What the task asks -
Copy the data below exactly, omitting any picture it contains.

Available data -
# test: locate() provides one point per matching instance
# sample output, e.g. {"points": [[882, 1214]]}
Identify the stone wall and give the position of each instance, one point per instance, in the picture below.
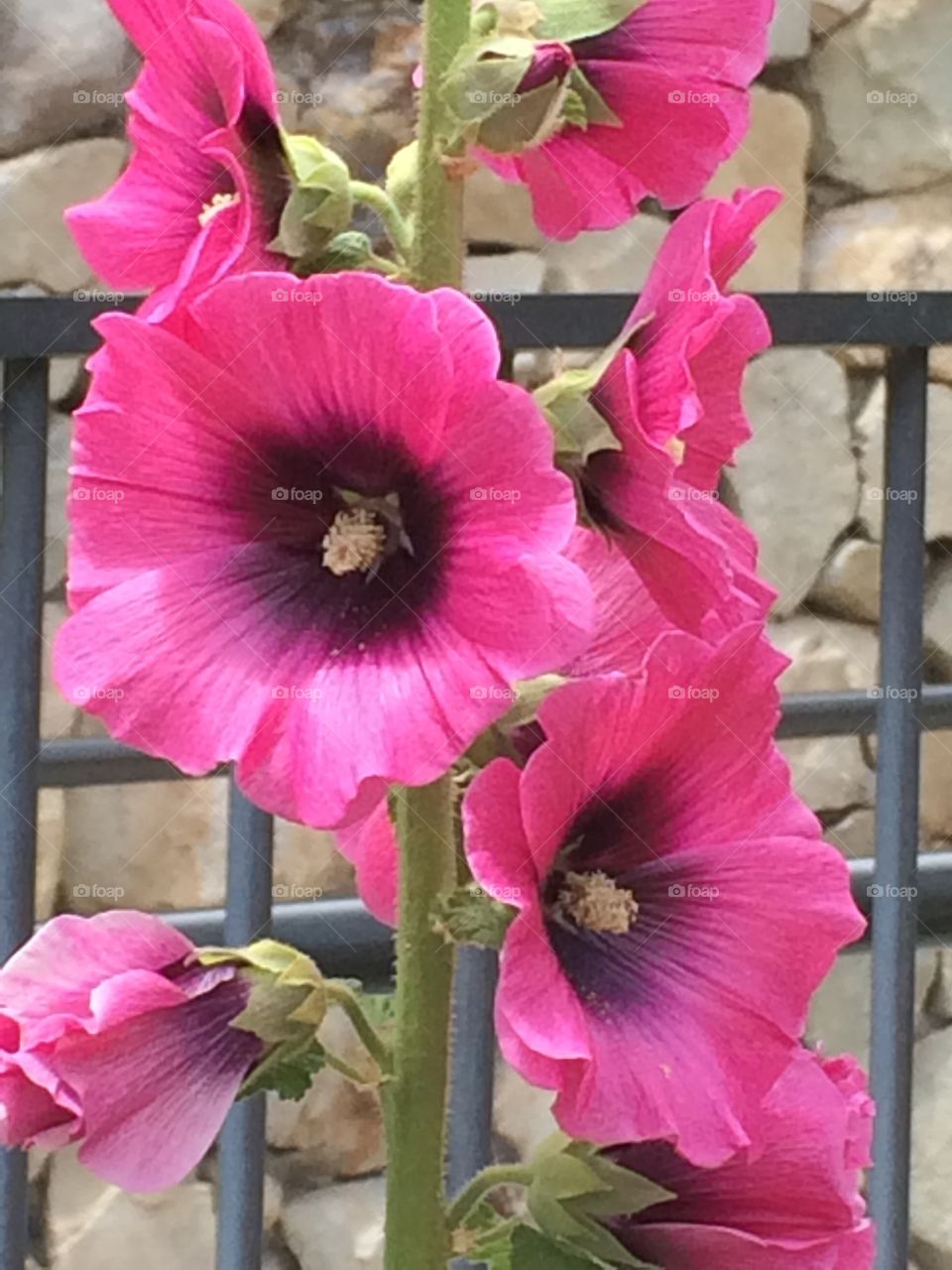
{"points": [[853, 119]]}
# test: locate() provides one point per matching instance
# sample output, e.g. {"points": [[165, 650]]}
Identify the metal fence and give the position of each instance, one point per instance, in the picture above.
{"points": [[339, 933]]}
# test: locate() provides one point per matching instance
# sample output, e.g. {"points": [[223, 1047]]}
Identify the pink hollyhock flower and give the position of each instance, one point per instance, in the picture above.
{"points": [[626, 627], [788, 1203], [112, 1037], [665, 874], [671, 397], [675, 73], [313, 535], [207, 164]]}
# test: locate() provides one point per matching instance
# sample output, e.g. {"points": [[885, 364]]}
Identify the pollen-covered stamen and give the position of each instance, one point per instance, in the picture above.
{"points": [[597, 902], [675, 448], [354, 543], [218, 203]]}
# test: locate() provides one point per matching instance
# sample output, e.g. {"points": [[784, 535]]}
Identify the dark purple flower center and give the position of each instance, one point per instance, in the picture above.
{"points": [[359, 538], [602, 903]]}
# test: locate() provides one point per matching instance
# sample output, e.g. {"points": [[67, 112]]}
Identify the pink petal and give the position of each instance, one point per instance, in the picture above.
{"points": [[70, 956], [155, 1089]]}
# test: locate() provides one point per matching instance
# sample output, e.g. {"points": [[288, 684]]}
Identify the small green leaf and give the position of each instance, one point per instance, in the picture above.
{"points": [[289, 1072], [380, 1008], [402, 177], [575, 1185], [484, 77], [468, 915], [578, 19], [348, 250], [320, 203], [597, 109], [579, 429], [287, 998], [531, 1250], [527, 119]]}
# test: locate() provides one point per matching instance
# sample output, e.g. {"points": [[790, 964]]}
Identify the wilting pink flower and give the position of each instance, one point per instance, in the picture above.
{"points": [[791, 1202], [207, 180], [664, 875], [313, 535], [671, 397], [675, 73], [112, 1037]]}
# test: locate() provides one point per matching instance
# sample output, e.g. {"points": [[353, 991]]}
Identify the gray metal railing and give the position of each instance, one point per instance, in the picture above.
{"points": [[339, 933]]}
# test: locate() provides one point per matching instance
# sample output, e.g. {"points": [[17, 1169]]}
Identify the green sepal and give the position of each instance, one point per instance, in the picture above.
{"points": [[597, 109], [579, 19], [289, 998], [527, 1248], [484, 77], [574, 113], [287, 1071], [574, 1185], [527, 121], [320, 202], [400, 181], [484, 1234], [580, 430], [468, 915], [352, 249]]}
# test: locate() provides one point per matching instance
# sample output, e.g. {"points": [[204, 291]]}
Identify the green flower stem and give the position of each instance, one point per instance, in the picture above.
{"points": [[371, 1039], [416, 1097], [380, 200], [436, 255], [338, 1065], [417, 1236], [382, 266], [484, 1183]]}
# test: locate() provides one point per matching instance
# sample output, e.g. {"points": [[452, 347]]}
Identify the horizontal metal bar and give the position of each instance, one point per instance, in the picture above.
{"points": [[99, 761], [54, 325], [339, 934], [841, 714], [348, 942]]}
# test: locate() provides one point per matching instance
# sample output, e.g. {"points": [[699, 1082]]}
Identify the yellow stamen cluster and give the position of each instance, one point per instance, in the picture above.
{"points": [[354, 543], [598, 903]]}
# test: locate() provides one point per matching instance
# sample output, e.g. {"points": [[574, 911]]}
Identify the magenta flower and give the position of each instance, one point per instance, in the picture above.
{"points": [[112, 1037], [313, 535], [673, 400], [207, 162], [664, 875], [675, 75], [789, 1203]]}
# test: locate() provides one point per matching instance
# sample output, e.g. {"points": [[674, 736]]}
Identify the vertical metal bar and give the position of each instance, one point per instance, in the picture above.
{"points": [[23, 425], [472, 1070], [893, 931], [241, 1141]]}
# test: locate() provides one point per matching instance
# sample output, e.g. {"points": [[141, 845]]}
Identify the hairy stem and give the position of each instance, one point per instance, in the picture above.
{"points": [[436, 255], [484, 1183], [416, 1097]]}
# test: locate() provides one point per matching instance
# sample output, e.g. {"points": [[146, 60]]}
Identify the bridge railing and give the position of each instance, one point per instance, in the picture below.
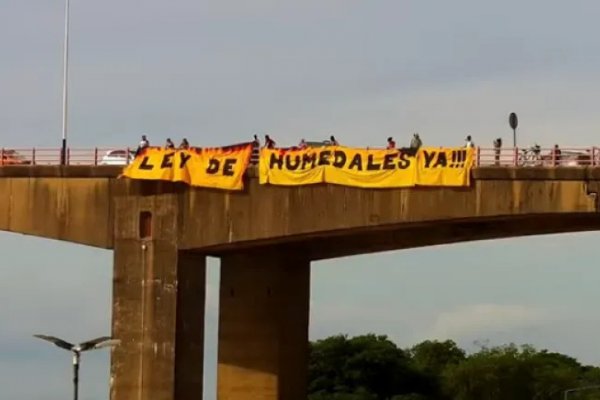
{"points": [[504, 157]]}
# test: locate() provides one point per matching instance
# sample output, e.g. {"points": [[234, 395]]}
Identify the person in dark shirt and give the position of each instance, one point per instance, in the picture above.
{"points": [[269, 143], [391, 143], [497, 149], [556, 154]]}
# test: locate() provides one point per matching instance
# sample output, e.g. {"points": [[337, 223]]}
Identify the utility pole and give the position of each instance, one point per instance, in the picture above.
{"points": [[63, 152], [77, 349]]}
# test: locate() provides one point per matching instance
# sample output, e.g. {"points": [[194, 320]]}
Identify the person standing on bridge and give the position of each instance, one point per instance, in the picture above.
{"points": [[556, 155], [144, 143], [391, 144], [469, 142], [416, 142], [497, 149], [269, 143]]}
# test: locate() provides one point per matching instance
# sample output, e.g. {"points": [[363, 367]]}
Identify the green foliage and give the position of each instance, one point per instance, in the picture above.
{"points": [[372, 367]]}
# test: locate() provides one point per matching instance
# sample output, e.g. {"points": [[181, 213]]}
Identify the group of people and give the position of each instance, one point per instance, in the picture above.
{"points": [[415, 143], [144, 143]]}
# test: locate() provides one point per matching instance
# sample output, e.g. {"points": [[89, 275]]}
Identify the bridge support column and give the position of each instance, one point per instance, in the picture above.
{"points": [[158, 311], [263, 326]]}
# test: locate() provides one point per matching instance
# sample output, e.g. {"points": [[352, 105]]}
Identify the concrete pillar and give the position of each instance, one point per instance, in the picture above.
{"points": [[158, 308], [263, 326]]}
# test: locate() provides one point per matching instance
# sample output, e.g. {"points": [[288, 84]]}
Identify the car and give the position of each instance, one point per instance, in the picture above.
{"points": [[12, 157], [117, 157]]}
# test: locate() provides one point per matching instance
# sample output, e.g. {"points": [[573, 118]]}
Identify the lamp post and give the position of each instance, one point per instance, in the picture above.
{"points": [[77, 349], [63, 151], [514, 122], [566, 392]]}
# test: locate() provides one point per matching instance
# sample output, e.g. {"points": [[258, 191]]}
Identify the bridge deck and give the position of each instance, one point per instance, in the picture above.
{"points": [[478, 173]]}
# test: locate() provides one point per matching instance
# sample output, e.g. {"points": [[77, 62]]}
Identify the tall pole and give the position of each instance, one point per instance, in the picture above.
{"points": [[75, 375], [63, 153], [515, 137]]}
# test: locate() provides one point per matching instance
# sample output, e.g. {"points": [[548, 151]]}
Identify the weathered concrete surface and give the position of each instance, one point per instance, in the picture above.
{"points": [[263, 325], [77, 204], [158, 307], [266, 237]]}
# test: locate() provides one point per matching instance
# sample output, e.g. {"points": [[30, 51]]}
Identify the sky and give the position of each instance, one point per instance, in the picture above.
{"points": [[218, 72]]}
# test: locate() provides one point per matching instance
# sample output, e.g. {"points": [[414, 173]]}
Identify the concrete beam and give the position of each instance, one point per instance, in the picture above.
{"points": [[263, 325], [158, 306]]}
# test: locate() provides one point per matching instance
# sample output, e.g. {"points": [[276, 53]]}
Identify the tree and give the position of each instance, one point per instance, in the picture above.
{"points": [[366, 365]]}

Result of the exercise -
# test: locate() provides one point per matching instance
# sample output, e.g. {"points": [[882, 1214]]}
Identify the stone wall and give the position of each instance, one point per instance, in the picture below.
{"points": [[853, 119]]}
# test: locate() provides one point per matching instance
# sample output, e.g. {"points": [[165, 650]]}
Identify the metal fence and give the position of each instance, one point per instance, in the picture above.
{"points": [[339, 933]]}
# test: locate() provides one point per matching instance
# sample output, e.g. {"points": [[223, 1047]]}
Identify the pink hollyhock flower and give the position of each instance, one point per instance, in the picture above.
{"points": [[626, 627], [788, 1203], [112, 1037], [665, 874], [671, 397], [675, 73], [313, 535], [207, 164]]}
# test: locate() provides one point per matching instance
# sample output, e.g. {"points": [[885, 364]]}
Identify the pollen-covered stamen and give the position of each instance, one point per instance, in the picture above.
{"points": [[597, 902], [675, 448], [354, 543], [218, 203]]}
# test: locate() provides one point per matching instance
# sample output, e.g. {"points": [[784, 535]]}
Identify the dark purple flower center and give the position of each instance, one point per instance, in the picture above.
{"points": [[359, 538], [602, 903]]}
# test: locate() provides one point per matching instance
# sample output, e.g. {"points": [[67, 112]]}
Identify the pink petal and give the position of each instance, one point per instance, in the picture above.
{"points": [[70, 956], [155, 1089]]}
# test: locate() provides one point per matching instance
# sample output, e.g. {"points": [[288, 684]]}
Identify the small green leaf and give the position of each instance, one point per instance, in the picture above.
{"points": [[289, 1072], [380, 1008], [402, 177], [575, 1185], [484, 77], [468, 915], [578, 19], [348, 250], [320, 203], [597, 109], [579, 429], [287, 998], [531, 1250], [527, 119]]}
# test: locate() provides one point per matching instance
# sample output, e.g. {"points": [[790, 964]]}
Identify the wilting pink flower and give the position of each instance, one point per instance, in the picture above.
{"points": [[791, 1202], [207, 180], [664, 875], [313, 535], [671, 397], [675, 73], [112, 1037]]}
# test: locate() provides one point per matching instance
# sample output, e.g. {"points": [[353, 991]]}
Identify the gray metal railing and give the position of each instance, one point per instance, in the picture above.
{"points": [[339, 933]]}
# test: locate() provides one point per matching instance
# sample output, e.g. {"points": [[17, 1169]]}
Identify the green sepal and give the position of each instance, one point per instance, in the picture above.
{"points": [[597, 109], [579, 19], [289, 998], [527, 1248], [484, 77], [574, 113], [287, 1071], [574, 1185], [527, 121], [320, 202], [400, 181], [484, 1234], [580, 430], [468, 915], [352, 249]]}
# test: locate() provides one point per matching instance
# sample output, e.g. {"points": [[204, 291]]}
Identify the green flower stem and give the position of each instance, one point per instance, in the picture above.
{"points": [[371, 1039], [416, 1097], [380, 200], [436, 255], [338, 1065], [417, 1236], [382, 266], [484, 1183]]}
# test: locate() provides one point per matching instance
# sample output, e.g. {"points": [[452, 347]]}
Identify the horizontal metal bar and give the position of each instance, one point per instance, in the picture above.
{"points": [[99, 761], [54, 325], [339, 934], [841, 714], [348, 942]]}
# test: locate() provides one point per matching instance
# sample output, e.g. {"points": [[699, 1082]]}
Identify the yellow stamen cluster and give the position of each instance, one point per instance, in the picture above.
{"points": [[354, 543], [598, 903]]}
# test: locate() provides one point per matching instance
# sample output, e.g. {"points": [[574, 911]]}
Identify the magenta flower and give the position of each instance, one point per instance, in the picture above.
{"points": [[112, 1037], [313, 535], [673, 400], [207, 162], [664, 875], [675, 75], [789, 1203]]}
# test: locate() provides one point per matching instance
# sample output, e.g. {"points": [[674, 736]]}
Identify the vertical metal bar and give the position of each instance, one point per instance, in the picture above.
{"points": [[23, 425], [472, 1070], [893, 931], [241, 1141]]}
# test: locate() provides one point per matching instance
# sample output, e.g. {"points": [[141, 845]]}
Identify the hairy stem and give the position of each instance, one point per instance, in the picture above.
{"points": [[436, 255], [484, 1183], [416, 1097]]}
# test: locate() provides one point per matching instance
# sample output, e.g. {"points": [[146, 60]]}
Identify the bridge railing and give the position of each instance, one point per instance, in the picture below.
{"points": [[504, 157]]}
# test: locate() provides one point per matching instance
# sample output, e.g. {"points": [[234, 395]]}
Identify the person in dark shirt and give the position of each instance, one point per instance, in the picture above.
{"points": [[269, 143], [391, 143], [497, 149], [556, 154]]}
# test: locate() provides one point per matching instance
# sample output, e.g. {"points": [[337, 223]]}
Identify the utility pole and give the position of each instance, one point per instance, in the picture above.
{"points": [[63, 152], [77, 349]]}
# test: locate() provides one point per matching instance
# sample output, e.g. {"points": [[194, 320]]}
Identify the person standing on bridge and give the position of each instance, one point per instance, in the picture above.
{"points": [[556, 155], [144, 143], [391, 144], [469, 142], [416, 142], [497, 149], [269, 143]]}
# test: locate() provides one point per matching instance
# sample output, e.g. {"points": [[363, 367]]}
Identify the green foliage and give the position of each instance, one point per instance, in the picture above.
{"points": [[372, 367]]}
# test: locate() provides one point per matching instance
# sample output, e.g. {"points": [[181, 213]]}
Identify the group of people and give the position of each instance, one point per instance, in the picture above.
{"points": [[415, 143], [144, 143]]}
# test: locate() provides one point per matching instance
# sample output, e.g. {"points": [[89, 275]]}
Identify the bridge support column and give the position of each instance, one point per instance, in the picture above.
{"points": [[158, 311], [263, 326]]}
# test: locate() provides one point per matching instance
# sample output, e.g. {"points": [[352, 105]]}
Identify the concrete pillar and give the position of each instance, one point per instance, in the picture above.
{"points": [[158, 308], [263, 326]]}
# test: locate() provides one point per matching instance
# sample output, e.g. {"points": [[288, 84]]}
Identify the car and give the position of each instance, one point per instance, in the picture above.
{"points": [[12, 157], [117, 157]]}
# test: locate() provides one point per matching instance
# sample output, e.g. {"points": [[573, 118]]}
Identify the lamp post and give the position of each instance, one point per instance, in the picture above.
{"points": [[77, 349], [63, 151], [514, 122], [566, 392]]}
# test: locate() provides one point per matching instance
# sample output, e.g. {"points": [[258, 191]]}
Identify the bridge deck and give the position of each instance, one point per instance, in the picture above.
{"points": [[478, 173]]}
# test: locate() provides one point per matching instance
# sample output, e.g. {"points": [[77, 62]]}
Identify the tall pole and give the position of each instance, one point per instance, in the picture above.
{"points": [[75, 375], [63, 153], [515, 137]]}
# test: locate() provides one point per matching instance
# sample output, e.g. {"points": [[548, 151]]}
Identify the weathered concrete surface and give the position of each instance, one point per instance, in the picture above.
{"points": [[263, 325], [77, 204], [158, 307], [266, 237]]}
# test: locate() provides one point per matching instance
# sample output, e.g. {"points": [[30, 51]]}
Identify the sky and give the position of each instance, one point per instance, in the picture above.
{"points": [[218, 72]]}
# test: locate() provides one point per matching instance
# sample output, e.g. {"points": [[414, 173]]}
Identify the concrete beam and give the position of each instance, one point per instance, in the picture above.
{"points": [[263, 325], [158, 306]]}
# test: locate() provides one point per matching instance
# sample output, e.g. {"points": [[276, 53]]}
Identify the tree and give the position of each instance, one point per instance, in the picture above.
{"points": [[366, 365]]}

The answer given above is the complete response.